··· PASSAGE PRÉSENTÉ

39La perception que l’opinion populaire à du musée comme la maison des fétiches ou encore l’affaire des blancs, fait grandir la distance entre cet établissement et son public proche. D’ailleurs, « On observe, chez les camerounais, une certaine distance à l’égard des musées, qui laisserait penser à un manque d’intérêt de leur part. Nombre d’eux n’ont aucune idée d’un musée, et d’autres n’en perçoivent pas l’importance au point d’assimiler sa fréquentation à une perte d’argent et surtout de temps. » (Makou et al. 2018, p. 279). La position des cases patrimoniales à l’intérieur des chefferies augmente cet éloignement du public, la chefferie étant un milieu clos. À cela, vient se greffer le caractère passéiste des expositions permanente qui ne présente aucun lien avec le vécu quotidien actuel.

2.3. Nature conservatoire du musée

40Les musées ont longtemps été considérés uniquement comme de lieu de conservation, fonction toujours inhérente à leur fonctionnement, car essentielle à la préservation et la transmission du patrimoine culturel aux générations futures. Le problème des musées au Cameroun est qu’ils ressemblent plus à des magasins de stockage et de rangement des objets anciens. Ils restent fermés dans le passé sans aucune démarche de contextualisation des objets qu’ils possèdent. Avec des collections constituées des masques, des statues et bien d’autres objets ethnographiques, ces derniers restent dans un paradigme colonial de la connaissance de l’autre (De L’estoile 2009), avec pour visiteurs principaux les expatriés. Au regard du contexte culturel et de l’appréhension ou le ressenti des populations devant les biens culturels, qui sont parfois contre leur présentation à un public tout azimut, les musées apparaissent pour elles comme des maisons de fétiches. Cette attitude simpliste et dépassée pour les sociétés modernes fait à ce que pris sur trois angles particulièrement, ces musées ne font pas de leur collection un attrait touristique.

······

**VOS CONSIGNES:**
D'après le passage sur les musées au Cameroun, à quoi ces musées ressemblent-ils davantage ?

··· DONNÉES EXTRAITES

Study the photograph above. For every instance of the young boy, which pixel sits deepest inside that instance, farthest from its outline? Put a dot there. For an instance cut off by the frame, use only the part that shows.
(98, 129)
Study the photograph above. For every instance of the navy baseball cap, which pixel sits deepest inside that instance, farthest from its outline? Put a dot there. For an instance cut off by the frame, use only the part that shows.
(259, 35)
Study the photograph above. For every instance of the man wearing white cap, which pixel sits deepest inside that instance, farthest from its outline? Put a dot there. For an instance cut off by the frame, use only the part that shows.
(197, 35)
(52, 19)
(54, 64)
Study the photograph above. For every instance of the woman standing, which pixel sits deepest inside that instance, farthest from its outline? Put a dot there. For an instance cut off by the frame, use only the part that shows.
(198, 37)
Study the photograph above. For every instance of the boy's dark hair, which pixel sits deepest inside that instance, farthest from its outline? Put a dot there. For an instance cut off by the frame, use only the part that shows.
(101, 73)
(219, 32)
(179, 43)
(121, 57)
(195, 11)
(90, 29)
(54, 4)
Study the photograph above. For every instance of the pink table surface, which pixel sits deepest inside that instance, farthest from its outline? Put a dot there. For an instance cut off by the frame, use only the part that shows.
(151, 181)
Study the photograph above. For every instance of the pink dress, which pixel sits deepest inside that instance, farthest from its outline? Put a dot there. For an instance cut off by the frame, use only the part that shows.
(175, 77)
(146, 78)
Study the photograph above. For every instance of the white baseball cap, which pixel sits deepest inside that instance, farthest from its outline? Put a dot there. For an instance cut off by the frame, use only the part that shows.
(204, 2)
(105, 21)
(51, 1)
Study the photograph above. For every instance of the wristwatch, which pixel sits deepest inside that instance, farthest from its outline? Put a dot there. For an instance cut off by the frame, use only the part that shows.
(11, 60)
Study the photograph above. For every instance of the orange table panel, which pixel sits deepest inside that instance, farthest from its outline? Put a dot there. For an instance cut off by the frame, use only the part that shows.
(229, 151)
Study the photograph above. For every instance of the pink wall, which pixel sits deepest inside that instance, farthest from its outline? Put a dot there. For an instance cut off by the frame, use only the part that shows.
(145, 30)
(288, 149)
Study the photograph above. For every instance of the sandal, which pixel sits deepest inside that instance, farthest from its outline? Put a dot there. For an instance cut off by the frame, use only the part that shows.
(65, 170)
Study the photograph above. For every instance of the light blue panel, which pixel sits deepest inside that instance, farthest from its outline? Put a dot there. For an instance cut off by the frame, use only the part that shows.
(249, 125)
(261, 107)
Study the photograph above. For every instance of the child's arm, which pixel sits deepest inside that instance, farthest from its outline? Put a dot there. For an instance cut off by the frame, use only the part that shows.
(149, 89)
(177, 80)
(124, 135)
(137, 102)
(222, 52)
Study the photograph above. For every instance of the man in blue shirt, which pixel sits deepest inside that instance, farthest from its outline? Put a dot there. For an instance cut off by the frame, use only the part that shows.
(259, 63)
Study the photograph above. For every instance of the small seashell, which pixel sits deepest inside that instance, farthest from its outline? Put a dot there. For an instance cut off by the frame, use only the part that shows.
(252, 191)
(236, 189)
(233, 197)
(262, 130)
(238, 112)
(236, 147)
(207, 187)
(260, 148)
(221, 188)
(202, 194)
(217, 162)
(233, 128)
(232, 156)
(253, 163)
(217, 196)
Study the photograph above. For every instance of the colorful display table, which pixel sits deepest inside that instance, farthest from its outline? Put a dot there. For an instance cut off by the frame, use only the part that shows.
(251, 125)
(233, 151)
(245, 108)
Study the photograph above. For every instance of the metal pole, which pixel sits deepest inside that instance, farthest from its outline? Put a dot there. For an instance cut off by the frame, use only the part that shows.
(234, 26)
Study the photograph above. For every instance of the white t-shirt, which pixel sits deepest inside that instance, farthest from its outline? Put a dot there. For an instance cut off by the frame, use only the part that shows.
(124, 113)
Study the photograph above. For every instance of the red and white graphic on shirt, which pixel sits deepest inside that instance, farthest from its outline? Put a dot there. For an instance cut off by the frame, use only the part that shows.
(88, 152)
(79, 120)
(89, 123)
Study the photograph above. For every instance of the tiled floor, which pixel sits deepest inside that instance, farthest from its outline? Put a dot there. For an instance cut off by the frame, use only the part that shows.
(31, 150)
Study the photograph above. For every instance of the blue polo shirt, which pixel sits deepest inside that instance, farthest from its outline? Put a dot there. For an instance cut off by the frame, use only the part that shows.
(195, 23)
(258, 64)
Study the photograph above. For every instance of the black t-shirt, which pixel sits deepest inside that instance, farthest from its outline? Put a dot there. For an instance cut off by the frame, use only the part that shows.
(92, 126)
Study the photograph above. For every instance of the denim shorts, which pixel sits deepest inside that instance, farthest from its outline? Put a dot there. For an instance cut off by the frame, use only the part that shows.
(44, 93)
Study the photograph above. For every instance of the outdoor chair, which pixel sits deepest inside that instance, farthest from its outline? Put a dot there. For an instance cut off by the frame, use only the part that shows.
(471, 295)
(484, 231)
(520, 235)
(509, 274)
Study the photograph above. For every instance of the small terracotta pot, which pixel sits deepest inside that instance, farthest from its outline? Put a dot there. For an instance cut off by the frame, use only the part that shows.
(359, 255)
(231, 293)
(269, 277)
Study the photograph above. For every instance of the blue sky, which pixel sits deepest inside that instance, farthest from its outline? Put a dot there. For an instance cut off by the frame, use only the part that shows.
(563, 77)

······

**RÉSULTAT OBTENU:**
À des magasins de stockage et de rangement des objets anciens.